STORED RECORDS:
▼

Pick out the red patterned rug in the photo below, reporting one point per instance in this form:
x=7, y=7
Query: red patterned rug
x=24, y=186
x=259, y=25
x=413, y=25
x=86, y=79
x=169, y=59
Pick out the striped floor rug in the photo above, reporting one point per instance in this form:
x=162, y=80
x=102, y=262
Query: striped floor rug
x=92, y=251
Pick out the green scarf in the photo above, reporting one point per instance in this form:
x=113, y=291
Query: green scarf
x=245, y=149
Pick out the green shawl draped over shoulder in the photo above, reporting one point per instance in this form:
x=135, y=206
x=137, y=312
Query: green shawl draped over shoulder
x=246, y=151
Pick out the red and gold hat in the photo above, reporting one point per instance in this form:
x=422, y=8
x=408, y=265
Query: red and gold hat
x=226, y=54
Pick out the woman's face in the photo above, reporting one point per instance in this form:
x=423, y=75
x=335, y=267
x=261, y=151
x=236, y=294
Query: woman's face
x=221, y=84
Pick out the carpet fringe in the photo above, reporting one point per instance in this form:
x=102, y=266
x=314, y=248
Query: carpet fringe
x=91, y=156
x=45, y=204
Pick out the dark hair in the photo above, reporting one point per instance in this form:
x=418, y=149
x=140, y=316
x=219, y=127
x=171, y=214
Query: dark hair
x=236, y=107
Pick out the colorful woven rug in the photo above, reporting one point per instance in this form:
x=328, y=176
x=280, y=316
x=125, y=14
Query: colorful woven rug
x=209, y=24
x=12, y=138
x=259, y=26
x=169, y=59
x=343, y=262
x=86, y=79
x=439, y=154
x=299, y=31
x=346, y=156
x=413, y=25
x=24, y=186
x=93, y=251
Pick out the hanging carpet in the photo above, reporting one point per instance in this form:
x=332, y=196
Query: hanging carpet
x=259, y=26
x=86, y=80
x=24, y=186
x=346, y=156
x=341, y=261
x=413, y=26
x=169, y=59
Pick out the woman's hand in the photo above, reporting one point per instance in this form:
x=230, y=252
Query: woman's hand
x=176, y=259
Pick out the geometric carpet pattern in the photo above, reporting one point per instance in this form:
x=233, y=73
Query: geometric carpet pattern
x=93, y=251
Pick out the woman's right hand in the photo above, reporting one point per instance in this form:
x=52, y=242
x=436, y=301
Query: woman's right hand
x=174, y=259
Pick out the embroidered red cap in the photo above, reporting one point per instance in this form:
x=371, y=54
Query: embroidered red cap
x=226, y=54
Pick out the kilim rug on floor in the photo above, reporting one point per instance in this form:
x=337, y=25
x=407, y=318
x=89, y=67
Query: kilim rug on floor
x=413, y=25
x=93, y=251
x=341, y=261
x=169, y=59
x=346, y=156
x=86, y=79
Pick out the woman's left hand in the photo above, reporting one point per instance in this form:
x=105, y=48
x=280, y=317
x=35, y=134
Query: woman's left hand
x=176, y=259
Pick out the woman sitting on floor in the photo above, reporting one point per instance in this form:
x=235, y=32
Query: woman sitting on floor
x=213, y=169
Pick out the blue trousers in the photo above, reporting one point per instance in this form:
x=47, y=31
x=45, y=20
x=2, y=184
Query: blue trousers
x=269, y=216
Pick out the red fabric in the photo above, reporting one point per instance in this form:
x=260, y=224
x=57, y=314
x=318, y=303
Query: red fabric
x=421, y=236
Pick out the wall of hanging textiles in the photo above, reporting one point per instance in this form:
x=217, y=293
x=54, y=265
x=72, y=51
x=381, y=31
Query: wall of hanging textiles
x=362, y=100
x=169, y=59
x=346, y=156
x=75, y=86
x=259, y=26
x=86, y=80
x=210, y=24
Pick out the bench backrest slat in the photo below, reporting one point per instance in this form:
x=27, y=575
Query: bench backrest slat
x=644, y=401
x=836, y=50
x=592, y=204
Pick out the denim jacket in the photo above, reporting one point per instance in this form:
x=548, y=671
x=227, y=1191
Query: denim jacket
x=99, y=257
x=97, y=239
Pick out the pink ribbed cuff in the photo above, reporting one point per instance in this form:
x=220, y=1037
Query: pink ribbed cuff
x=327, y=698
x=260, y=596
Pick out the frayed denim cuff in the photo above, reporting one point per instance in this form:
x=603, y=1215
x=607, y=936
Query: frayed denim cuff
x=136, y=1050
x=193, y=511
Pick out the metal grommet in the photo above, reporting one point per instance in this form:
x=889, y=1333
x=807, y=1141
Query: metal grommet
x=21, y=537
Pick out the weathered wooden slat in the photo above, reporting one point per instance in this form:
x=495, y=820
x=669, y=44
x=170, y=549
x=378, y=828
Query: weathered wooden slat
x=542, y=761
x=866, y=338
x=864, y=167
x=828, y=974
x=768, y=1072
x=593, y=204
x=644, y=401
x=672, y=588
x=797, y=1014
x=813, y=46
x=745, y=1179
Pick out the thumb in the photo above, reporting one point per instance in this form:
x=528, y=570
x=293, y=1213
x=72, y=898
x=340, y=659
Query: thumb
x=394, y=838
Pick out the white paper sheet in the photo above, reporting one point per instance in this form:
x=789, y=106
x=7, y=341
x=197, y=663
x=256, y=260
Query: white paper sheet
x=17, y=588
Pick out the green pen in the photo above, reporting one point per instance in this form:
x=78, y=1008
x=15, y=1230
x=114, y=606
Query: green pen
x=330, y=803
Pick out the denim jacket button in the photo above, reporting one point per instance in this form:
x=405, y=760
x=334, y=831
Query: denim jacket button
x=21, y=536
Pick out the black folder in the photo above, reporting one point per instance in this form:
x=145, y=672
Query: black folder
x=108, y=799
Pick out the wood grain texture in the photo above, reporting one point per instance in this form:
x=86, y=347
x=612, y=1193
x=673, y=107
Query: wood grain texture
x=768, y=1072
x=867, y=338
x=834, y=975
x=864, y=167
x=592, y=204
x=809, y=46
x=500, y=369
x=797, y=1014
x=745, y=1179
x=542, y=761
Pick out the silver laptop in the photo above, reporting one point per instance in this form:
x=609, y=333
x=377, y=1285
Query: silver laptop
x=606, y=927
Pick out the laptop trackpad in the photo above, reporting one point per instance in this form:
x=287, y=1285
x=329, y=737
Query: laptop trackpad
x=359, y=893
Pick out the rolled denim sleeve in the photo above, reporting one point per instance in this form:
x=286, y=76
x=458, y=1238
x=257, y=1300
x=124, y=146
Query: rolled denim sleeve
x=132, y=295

▲

Please repeat the lines from the start of the records through the line that contains "x=92, y=251", substituting "image" for every "photo" and leaving everything else the same.

Pick out the red patterned rug in the image below, reporting one point per instance in this form:
x=7, y=7
Query: red patterned rug
x=24, y=186
x=259, y=25
x=413, y=25
x=86, y=79
x=169, y=59
Pick out the striped floor rug in the image above, reporting one point per instance in this form:
x=162, y=80
x=102, y=262
Query: striped floor rug
x=92, y=251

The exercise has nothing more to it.